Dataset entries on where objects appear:
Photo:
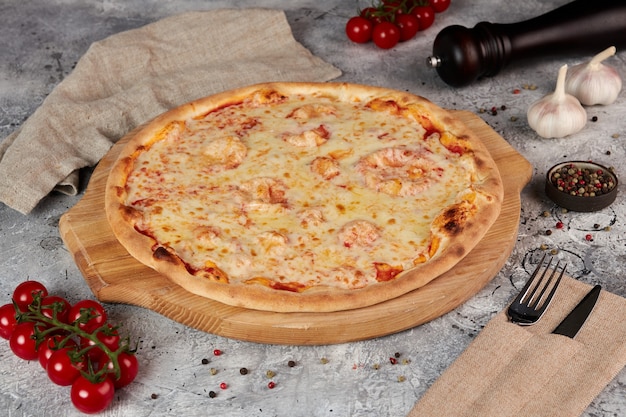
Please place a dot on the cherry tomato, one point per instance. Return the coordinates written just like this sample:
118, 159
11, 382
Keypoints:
23, 293
129, 368
359, 29
52, 302
409, 26
439, 5
7, 321
91, 307
425, 15
22, 341
386, 35
61, 370
91, 398
51, 344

_REQUEST_:
Reproduce every entry above line for line, leaving out the pictures.

_EXERCISE OUTPUT_:
Photo:
Please place a dot on the cherry tomato, one point per instance. Return the coordinates written just like this sample:
118, 159
11, 382
Keypoints:
23, 293
129, 368
359, 29
52, 302
409, 26
439, 5
7, 321
91, 307
425, 15
22, 341
386, 35
61, 370
91, 398
51, 344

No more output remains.